### Listed records
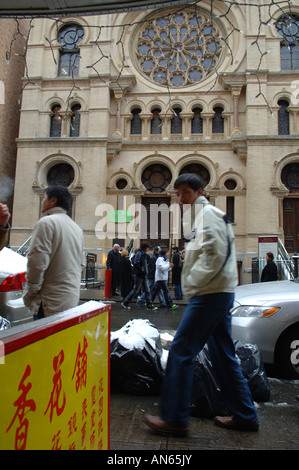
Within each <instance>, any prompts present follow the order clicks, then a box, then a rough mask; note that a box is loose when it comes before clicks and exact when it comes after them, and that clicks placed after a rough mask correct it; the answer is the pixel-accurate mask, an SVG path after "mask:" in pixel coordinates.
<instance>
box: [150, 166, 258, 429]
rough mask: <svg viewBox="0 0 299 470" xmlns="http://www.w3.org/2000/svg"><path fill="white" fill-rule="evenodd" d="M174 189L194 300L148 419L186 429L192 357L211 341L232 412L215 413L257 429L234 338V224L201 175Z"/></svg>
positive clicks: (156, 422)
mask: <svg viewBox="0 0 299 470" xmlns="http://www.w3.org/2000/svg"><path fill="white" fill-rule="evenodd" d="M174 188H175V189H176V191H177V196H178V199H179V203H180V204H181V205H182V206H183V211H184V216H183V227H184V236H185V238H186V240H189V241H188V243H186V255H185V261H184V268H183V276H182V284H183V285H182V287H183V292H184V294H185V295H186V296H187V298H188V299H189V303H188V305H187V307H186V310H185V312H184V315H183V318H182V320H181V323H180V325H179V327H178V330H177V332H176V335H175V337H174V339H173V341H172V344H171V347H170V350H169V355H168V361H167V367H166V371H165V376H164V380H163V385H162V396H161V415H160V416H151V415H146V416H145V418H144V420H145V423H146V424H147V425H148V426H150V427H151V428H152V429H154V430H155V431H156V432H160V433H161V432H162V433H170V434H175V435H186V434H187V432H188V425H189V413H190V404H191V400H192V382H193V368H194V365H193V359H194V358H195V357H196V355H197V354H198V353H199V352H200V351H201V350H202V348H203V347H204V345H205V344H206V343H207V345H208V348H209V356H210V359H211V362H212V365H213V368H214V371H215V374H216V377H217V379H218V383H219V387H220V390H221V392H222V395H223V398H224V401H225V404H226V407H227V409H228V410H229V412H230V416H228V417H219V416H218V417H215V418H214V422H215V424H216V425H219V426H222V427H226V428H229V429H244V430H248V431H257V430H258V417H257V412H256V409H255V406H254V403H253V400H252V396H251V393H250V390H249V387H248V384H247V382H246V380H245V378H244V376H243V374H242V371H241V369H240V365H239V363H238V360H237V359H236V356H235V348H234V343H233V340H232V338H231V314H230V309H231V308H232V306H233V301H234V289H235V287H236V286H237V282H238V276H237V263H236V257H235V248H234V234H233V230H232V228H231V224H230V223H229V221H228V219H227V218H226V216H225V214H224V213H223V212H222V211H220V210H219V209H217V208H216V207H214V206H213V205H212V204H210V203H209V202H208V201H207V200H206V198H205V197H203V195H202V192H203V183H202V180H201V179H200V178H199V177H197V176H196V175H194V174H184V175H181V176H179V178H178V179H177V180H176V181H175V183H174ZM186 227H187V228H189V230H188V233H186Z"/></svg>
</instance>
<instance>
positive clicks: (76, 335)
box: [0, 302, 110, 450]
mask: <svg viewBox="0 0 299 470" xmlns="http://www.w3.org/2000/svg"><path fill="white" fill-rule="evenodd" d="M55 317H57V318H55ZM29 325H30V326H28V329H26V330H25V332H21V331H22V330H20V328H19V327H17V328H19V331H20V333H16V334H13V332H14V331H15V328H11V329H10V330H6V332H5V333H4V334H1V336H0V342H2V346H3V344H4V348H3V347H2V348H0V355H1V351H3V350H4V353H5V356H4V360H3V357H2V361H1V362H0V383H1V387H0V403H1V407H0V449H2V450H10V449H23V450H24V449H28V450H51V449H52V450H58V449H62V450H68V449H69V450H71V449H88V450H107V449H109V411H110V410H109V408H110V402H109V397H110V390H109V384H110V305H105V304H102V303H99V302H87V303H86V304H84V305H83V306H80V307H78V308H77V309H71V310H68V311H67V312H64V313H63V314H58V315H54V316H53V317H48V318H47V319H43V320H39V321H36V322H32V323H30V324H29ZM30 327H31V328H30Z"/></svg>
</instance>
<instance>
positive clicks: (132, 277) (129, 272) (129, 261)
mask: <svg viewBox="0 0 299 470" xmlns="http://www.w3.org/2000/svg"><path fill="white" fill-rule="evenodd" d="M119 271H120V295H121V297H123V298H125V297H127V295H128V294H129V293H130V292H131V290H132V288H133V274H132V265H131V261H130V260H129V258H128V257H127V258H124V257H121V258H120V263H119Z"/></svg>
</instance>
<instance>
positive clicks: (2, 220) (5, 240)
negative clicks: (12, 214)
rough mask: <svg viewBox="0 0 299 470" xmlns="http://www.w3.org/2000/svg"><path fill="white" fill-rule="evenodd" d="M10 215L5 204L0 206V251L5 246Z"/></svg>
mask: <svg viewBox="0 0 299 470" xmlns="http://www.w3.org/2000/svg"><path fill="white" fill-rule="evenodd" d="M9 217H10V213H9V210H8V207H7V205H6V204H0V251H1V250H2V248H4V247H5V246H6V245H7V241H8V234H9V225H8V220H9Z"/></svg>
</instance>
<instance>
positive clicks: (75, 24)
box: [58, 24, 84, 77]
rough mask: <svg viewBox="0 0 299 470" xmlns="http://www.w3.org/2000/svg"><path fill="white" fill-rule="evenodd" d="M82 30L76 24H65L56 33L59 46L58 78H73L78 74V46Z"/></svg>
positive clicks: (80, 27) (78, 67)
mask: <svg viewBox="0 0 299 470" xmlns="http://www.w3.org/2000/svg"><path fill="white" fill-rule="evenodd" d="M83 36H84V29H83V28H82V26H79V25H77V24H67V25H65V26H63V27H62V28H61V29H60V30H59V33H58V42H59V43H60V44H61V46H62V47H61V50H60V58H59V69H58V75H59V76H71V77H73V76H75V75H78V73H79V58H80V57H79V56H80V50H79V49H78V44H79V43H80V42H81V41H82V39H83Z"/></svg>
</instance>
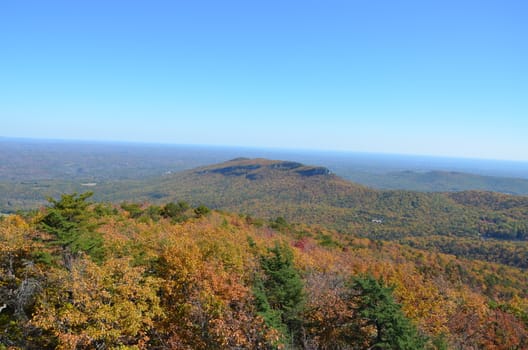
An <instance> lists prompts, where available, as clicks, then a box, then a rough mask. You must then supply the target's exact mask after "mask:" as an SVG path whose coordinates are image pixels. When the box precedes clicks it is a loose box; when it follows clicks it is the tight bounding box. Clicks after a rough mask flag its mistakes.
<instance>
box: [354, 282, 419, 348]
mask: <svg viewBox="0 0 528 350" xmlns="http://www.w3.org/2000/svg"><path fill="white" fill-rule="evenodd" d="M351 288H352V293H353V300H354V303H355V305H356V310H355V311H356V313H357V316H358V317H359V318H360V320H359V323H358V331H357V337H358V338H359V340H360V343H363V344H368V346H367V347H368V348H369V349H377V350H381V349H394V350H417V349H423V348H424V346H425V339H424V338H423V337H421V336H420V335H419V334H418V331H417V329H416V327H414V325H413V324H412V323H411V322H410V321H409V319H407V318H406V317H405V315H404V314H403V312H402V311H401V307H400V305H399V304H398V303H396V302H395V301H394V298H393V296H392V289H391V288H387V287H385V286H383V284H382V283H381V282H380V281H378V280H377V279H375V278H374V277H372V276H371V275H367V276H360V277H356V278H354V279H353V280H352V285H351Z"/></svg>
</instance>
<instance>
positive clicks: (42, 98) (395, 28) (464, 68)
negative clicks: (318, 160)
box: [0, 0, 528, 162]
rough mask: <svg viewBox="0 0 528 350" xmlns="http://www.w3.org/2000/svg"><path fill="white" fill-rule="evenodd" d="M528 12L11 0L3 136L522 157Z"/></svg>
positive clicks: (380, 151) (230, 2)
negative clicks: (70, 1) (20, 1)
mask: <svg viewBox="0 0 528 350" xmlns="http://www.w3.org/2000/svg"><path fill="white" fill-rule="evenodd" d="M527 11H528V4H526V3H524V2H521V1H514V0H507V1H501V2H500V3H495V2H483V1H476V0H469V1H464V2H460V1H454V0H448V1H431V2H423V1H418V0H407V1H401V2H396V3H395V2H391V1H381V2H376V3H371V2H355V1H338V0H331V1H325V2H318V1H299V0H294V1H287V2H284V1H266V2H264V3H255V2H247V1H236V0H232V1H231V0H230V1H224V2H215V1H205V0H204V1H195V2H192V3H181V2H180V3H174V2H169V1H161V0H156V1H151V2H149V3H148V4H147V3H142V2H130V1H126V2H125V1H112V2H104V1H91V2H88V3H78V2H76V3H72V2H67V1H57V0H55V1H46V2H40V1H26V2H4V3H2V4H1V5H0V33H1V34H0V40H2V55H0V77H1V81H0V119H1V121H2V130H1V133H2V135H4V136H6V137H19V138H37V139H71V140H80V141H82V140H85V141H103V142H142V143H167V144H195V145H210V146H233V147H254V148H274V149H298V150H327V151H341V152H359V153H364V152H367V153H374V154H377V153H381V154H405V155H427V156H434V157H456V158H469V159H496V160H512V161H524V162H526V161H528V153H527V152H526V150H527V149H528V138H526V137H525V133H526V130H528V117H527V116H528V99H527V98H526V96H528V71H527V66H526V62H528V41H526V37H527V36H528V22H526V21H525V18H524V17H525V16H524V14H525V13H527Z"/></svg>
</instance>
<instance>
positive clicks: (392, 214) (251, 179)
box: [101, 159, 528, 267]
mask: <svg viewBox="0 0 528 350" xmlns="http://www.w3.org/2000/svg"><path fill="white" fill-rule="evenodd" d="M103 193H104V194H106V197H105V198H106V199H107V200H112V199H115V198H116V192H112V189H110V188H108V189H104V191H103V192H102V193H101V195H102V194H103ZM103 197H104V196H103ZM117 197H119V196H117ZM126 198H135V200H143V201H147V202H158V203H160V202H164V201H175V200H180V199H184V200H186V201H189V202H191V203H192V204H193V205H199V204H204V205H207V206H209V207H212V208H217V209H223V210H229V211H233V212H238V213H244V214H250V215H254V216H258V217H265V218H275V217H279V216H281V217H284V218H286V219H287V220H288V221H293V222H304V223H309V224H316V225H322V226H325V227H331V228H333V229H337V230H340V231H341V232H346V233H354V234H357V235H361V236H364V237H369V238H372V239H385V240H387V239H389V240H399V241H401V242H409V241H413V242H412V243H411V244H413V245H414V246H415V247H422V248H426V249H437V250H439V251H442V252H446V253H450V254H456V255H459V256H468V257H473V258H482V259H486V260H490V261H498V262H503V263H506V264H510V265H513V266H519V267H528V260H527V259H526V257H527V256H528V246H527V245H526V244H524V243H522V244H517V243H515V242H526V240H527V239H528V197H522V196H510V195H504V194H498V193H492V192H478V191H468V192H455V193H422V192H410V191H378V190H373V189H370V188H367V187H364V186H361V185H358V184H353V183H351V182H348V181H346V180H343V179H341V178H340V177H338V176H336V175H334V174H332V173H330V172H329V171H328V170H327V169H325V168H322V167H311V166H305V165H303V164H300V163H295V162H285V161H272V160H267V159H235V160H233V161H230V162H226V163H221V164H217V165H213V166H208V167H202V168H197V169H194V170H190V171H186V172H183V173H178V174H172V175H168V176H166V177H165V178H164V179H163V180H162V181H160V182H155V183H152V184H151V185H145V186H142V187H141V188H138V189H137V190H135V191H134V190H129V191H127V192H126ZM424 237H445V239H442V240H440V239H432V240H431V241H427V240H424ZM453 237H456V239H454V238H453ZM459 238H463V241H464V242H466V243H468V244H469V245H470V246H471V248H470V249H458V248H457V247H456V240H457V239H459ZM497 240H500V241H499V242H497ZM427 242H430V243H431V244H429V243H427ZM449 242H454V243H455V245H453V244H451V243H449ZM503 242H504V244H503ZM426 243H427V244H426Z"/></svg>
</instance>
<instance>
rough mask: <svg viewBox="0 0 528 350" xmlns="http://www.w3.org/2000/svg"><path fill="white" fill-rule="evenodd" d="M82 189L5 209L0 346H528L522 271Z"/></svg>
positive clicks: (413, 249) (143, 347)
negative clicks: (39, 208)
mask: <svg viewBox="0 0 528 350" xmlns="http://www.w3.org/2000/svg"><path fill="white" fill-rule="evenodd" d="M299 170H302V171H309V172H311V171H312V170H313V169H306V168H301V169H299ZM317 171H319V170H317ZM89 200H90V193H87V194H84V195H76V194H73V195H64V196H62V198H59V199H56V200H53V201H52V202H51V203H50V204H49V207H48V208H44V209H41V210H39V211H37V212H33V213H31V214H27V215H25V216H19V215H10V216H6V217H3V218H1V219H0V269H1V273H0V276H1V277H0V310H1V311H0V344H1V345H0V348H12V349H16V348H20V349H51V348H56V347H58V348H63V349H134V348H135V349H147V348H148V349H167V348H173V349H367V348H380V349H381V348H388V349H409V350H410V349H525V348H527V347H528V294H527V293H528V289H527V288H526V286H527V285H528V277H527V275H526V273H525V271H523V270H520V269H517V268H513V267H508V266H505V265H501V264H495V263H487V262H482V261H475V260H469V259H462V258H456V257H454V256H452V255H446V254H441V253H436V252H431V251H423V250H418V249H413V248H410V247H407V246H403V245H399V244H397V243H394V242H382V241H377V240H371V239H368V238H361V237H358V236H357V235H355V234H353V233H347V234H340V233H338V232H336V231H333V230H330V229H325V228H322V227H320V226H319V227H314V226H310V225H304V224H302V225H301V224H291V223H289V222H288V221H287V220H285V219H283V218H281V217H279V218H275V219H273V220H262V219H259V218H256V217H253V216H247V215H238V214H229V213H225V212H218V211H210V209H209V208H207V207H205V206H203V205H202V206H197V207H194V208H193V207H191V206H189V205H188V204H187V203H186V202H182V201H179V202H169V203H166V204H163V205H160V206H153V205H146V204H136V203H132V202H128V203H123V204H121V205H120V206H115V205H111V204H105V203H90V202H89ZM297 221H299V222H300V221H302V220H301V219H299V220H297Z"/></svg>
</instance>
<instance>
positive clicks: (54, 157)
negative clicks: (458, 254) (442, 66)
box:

### Try it
Using the records given above, list every line that includes the word "loose".

### Exercise result
Within each <instance>, any prompts present follow the order clicks, then a box, then a rough mask; note that a box is loose when it comes before clicks and exact when it comes after them, and that clicks placed after a rough mask correct it; the answer is the pixel-accurate mask, an SVG path after "mask:" in pixel coordinates.
An <instance> lists prompts, where available, as clicks, then a box, then a rough mask. You must then supply the target's exact mask after "mask:" as an SVG path whose coordinates are image pixels. When the box precedes clicks it is a loose box; when it follows clicks it is the tight bounding box. Clicks after a rough mask flag its mistakes.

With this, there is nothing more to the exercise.